"Pendapatan turun sebesar 70 persen dari Rp1,3 triliun pada tahun 2019 menjadi Rp414 miliar pada tahun 2020 dengan profitabilitas pada tahun 2019 laba sebesar Rp230 miliar turun menjadi rugi Rp392 miliar. Meskipun total kewajiban naik sebesar 17 persen yang diakibatkan kenaikan utang (PBB, provisi) dan utang bank, dan total aset terkoreksi sedikit menurun 1,3 persen. Sedangkan ekuitas turun sebagai akibat kerugian yang tercatat di tahun 2020," ujar Teuku dalam Public Expose secara virtual, Senin (30/8/2021).
Meskipun kinerja keuangan tidak terlalu menggembirakan. Perusahaan tetap mempertahankan komitmen tidak melakukan lay off kepada karyawan yang telah ikut membangun Perusahaan sampai saat ini. Manajemen juga mempertahankan posisi free cashflow untuk menjamin kelangsungan operasi. Perusahaan dan menjaga credit rating dari Pefindo di single A sehingga termasuk dalam investment grade.
“Untuk dapat bertahan dimasa pandemi, Manajemen melakukan beberapa hal untuk melakukan efisiensi cashflow diantaranya dengan penerapan strategi basic cost, dimana biaya yang dikeluarkan hanya yang benar-benar untuk keselamatan pengunjung, penjadwalan ulang semua proyek dan fokus untuk penyelesaian proyek Symphony of The Sea (kawasan pantai timur)," kata dia.
Adapun program-program pengembangan produk yang sempat tertunda karena pandemi akan tetap dijalankan untuk menyiapkan produk-produk yang lebih baik untuk menyongsong masa new normal, diantaranya upaya menambah segmen baru dengan pembangunan Masjid Apung, Museum Rasulullah dan fasilitas pendukungnya di kawasan Pantai Timur Ancol, serta penataan pedestrian lanjutan.
Selain itu, Perseroan telah mencanangkan inisiatif transformasi bisnis secara menyeluruh sebagai respon terhadap beragam perubahan lokal dan global yang terjadi sangat cepat termasuk Pandemi COVID-19.

★ ★ ★

Butir Tugas: Cetak bagian teks kinerja keuangan perusahaan di atas, dimulai dengan "Adapun program-program pengembangan" dan berlanjut hingga "penataan pedestrian lanjutan.", tanpa perubahan apa pun.

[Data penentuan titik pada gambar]
★ ★ ★

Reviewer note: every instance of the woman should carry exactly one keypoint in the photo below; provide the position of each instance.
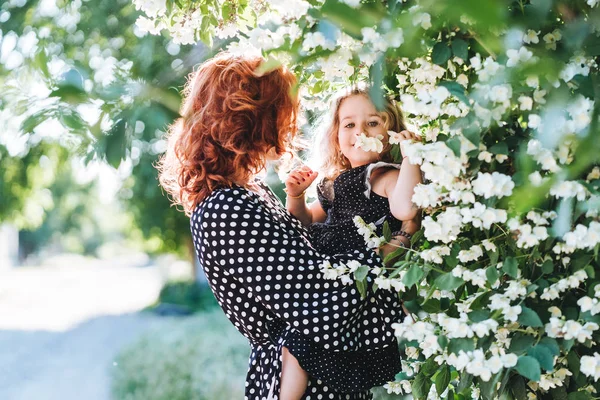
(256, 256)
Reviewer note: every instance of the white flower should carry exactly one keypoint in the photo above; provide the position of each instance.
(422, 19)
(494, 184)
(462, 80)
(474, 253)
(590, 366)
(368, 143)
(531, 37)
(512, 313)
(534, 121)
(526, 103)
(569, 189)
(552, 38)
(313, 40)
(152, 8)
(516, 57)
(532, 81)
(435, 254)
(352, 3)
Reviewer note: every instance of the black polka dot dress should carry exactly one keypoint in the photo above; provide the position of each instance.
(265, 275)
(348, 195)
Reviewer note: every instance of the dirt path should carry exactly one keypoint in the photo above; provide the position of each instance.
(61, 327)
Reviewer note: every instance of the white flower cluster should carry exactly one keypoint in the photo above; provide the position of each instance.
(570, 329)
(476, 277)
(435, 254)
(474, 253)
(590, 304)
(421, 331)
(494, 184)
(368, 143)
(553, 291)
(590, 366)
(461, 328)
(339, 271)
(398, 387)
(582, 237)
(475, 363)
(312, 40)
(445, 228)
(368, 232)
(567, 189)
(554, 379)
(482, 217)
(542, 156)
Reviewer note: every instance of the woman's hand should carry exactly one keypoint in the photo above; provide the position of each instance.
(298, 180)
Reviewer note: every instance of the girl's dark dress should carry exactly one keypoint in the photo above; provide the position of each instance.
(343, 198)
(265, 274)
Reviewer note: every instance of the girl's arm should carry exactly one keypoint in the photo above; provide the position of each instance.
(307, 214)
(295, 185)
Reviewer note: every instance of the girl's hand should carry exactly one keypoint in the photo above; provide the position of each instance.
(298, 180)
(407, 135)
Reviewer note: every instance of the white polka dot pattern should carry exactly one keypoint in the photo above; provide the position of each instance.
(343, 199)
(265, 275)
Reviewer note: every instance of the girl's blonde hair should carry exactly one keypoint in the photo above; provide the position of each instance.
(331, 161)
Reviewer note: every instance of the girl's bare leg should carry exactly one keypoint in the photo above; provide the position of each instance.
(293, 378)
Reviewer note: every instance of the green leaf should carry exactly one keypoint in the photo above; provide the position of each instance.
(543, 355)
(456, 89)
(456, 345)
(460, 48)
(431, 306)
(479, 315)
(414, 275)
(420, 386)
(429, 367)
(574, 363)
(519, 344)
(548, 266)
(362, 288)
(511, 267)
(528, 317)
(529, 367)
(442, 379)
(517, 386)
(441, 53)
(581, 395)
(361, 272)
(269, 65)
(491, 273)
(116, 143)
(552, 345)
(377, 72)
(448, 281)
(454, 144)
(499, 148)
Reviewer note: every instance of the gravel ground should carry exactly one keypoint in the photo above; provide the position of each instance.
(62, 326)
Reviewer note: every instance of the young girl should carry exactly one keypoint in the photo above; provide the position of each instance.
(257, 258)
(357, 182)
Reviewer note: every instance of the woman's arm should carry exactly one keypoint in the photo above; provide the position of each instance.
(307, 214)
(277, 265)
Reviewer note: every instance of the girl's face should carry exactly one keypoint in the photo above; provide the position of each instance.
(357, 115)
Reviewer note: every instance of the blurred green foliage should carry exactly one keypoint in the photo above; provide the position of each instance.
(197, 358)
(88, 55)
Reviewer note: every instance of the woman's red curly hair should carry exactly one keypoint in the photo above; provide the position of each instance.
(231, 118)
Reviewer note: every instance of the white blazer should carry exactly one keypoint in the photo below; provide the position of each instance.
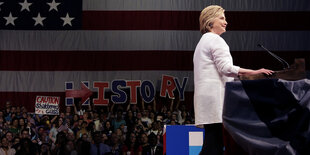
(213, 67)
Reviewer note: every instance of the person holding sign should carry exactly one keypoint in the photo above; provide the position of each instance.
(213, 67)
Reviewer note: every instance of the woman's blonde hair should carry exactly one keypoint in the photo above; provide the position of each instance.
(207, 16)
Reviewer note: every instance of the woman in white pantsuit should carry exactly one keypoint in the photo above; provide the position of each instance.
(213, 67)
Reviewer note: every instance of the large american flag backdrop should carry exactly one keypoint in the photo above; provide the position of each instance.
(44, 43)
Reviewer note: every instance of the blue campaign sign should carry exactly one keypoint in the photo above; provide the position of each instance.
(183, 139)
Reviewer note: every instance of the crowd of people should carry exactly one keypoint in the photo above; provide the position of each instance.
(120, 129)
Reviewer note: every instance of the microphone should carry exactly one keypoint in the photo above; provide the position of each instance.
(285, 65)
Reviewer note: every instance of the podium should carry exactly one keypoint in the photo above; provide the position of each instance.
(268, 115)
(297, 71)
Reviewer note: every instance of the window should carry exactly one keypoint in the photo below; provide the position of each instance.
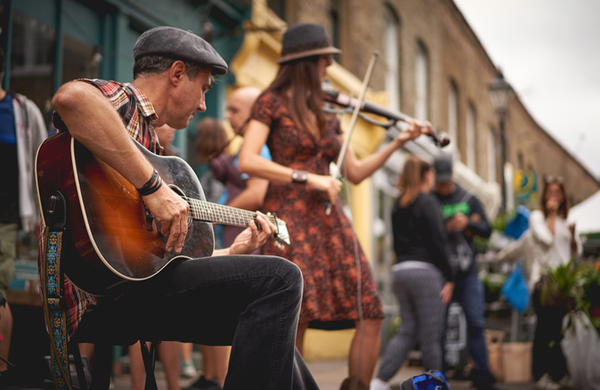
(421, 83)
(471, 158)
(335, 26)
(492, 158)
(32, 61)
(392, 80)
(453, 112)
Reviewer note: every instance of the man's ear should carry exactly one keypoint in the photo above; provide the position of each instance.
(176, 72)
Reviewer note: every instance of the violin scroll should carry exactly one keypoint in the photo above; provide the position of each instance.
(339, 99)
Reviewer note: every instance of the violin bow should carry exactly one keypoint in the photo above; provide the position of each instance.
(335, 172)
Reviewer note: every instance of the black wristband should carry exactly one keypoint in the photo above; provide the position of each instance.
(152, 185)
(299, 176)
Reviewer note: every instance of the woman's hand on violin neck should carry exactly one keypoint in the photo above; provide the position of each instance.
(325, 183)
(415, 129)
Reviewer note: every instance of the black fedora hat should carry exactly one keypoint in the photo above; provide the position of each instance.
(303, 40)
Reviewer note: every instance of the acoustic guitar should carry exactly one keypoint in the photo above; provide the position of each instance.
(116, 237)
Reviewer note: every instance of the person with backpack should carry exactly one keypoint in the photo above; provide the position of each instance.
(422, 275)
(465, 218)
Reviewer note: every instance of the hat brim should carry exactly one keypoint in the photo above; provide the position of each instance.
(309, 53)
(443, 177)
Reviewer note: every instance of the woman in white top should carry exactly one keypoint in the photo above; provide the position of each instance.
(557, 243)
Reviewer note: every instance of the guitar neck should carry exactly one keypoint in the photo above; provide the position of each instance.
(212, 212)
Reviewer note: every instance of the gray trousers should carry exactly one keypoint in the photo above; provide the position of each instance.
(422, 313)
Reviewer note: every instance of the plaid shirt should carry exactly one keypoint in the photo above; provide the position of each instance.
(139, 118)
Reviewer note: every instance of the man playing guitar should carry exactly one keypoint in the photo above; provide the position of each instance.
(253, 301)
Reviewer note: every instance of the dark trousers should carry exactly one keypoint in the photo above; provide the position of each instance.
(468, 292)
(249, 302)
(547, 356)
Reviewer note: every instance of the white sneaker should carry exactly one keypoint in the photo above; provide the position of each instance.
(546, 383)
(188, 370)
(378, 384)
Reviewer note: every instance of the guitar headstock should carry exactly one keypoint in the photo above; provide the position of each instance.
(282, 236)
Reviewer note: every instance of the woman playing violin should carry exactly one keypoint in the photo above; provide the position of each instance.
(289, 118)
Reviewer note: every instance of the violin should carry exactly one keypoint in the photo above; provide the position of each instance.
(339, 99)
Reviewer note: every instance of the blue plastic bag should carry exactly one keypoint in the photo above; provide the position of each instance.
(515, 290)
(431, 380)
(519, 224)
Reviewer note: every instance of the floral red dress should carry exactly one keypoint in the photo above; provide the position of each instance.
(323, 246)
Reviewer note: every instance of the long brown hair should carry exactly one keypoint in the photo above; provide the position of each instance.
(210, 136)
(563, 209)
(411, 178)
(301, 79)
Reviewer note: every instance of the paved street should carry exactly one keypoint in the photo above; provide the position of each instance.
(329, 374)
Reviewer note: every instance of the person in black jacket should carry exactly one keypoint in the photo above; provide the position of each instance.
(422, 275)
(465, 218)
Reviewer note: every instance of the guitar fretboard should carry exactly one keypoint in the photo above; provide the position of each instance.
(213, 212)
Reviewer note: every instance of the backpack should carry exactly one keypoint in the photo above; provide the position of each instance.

★ ★ ★

Jawaban Tugas:
Adapun program-program pengembangan produk yang sempat tertunda karena pandemi akan tetap dijalankan untuk menyiapkan produk-produk yang lebih baik untuk menyongsong masa new normal, diantaranya upaya menambah segmen baru dengan pembangunan Masjid Apung, Museum Rasulullah dan fasilitas pendukungnya di kawasan Pantai Timur Ancol, serta penataan pedestrian lanjutan.